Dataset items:

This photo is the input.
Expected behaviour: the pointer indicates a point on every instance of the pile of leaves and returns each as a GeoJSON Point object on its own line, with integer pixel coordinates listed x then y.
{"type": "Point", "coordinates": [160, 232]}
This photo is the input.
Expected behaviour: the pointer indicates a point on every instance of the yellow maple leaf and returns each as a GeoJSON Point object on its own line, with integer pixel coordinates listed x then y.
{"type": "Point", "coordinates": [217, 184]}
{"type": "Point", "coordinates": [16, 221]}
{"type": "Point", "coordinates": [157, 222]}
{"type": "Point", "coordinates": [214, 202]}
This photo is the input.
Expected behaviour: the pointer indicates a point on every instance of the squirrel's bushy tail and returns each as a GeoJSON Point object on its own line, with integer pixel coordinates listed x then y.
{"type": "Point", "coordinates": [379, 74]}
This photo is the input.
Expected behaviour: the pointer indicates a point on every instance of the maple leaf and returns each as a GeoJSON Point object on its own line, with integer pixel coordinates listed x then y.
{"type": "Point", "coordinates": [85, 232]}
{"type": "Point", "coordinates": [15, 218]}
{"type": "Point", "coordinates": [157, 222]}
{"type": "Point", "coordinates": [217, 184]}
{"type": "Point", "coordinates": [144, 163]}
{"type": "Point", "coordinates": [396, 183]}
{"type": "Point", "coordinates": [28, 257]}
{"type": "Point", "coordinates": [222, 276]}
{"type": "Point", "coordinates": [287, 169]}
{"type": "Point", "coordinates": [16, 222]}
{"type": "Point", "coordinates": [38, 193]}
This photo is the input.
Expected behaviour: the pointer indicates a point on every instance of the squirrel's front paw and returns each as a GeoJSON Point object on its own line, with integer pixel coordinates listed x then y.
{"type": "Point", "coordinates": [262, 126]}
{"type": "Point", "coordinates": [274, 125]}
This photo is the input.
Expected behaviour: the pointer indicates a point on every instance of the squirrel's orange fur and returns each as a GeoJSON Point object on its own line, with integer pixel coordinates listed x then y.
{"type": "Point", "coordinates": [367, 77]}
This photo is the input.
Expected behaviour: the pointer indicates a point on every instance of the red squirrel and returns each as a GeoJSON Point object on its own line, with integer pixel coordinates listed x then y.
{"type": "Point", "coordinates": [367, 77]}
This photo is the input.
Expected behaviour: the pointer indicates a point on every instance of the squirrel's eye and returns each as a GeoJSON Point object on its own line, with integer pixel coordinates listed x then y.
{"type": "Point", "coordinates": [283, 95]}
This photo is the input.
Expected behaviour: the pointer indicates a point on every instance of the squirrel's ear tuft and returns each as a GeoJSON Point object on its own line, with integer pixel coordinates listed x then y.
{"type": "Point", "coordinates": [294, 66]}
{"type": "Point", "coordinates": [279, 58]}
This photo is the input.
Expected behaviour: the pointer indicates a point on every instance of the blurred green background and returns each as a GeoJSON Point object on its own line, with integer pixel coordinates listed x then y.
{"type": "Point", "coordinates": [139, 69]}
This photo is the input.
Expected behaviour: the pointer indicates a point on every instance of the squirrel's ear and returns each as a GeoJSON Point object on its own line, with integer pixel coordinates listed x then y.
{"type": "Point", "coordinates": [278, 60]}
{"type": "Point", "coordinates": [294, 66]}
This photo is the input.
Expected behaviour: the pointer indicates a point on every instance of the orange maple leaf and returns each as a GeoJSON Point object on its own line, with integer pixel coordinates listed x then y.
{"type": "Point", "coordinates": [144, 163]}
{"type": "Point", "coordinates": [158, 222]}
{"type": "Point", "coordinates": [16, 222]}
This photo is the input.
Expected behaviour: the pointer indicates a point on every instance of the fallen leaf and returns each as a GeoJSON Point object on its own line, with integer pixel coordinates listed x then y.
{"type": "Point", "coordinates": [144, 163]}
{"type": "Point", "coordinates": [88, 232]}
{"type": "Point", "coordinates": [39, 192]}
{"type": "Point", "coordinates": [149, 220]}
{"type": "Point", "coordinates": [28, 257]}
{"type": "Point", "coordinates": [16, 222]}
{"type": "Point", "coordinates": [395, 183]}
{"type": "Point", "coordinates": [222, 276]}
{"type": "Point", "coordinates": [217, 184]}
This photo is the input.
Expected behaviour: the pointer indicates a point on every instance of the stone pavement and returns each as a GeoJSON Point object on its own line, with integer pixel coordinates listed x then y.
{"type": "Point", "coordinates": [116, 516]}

== Work to complete ==
Which lines in the entries above contain the string "tuft"? List every one of them in full.

== Answer ==
Expected behaviour: the pointer indicates a point on every instance of the squirrel's ear tuft and returns each as a GeoJSON Point object on its own line, with integer pixel coordinates listed x then y.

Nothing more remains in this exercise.